**** Source

Fun (im)probability question!

#1
Hi folks - I need some help with a tricky probability. Here's the situation:

Let's say there are 4M internet users in Age Group A. (The total set)
Of those 4M, there are 1,000 users who play a specific sport.
Those 1,000 are spread evenly over 125 teams, so 8 players each.

1. What's the probability of selecting 3 random users (from the 4M) who all play that sport?
2. What's the probability of all 3 random users being members of the same team?

This isn't a school problem - I'm a 47 year old writer, and I need to figure out this absurdly improbable number. (The improbability is the point.) Any advice / guidance / direction here would be appreciated! (I have a moderate familiarity with combinations & permutations, and their notations, so do feel free to use whatever formulae / notations are needed.)

Any questions, please feel free to let me know. Thanks! ~ MW.
 
#2
I am NOT a statistician, but have some limited understanding. Given no one has yet answered, I'll put in my 2 cents and let the experts correct me.

********

§ Written task 1
In the probability thread above, rewrite the paragraph beginning "Let's say there are 4M internet users" as a short bulleted list that keeps its main facts.

**** The data

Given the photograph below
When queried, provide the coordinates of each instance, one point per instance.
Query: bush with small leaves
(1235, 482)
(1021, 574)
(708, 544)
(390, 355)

********
**** The data

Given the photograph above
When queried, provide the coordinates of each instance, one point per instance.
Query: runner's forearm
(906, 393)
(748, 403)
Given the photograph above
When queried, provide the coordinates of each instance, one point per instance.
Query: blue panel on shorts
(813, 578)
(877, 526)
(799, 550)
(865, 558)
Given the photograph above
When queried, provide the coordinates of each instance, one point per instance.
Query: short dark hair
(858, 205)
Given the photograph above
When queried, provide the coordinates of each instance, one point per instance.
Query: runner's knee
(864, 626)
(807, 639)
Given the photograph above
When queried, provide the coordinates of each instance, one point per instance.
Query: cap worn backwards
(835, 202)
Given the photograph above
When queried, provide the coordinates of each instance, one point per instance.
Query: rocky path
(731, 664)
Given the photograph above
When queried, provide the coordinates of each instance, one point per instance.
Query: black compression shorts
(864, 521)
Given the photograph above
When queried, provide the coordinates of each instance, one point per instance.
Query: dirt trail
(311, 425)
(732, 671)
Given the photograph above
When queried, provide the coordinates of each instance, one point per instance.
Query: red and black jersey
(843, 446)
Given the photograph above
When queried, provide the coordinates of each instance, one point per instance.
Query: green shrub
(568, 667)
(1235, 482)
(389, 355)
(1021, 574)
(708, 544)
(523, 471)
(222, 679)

********

§ Written task 2
State how many lines of the records contain the string "Query", treating uppercase and lowercase letters as different.

§ Worked solution 1
- Age Group A has 4M internet users, the total set.
- 1,000 of those users play a specific sport.
- The 1,000 players are spread evenly over 125 teams, so each team has 8 players.

§ Worked solution 2
11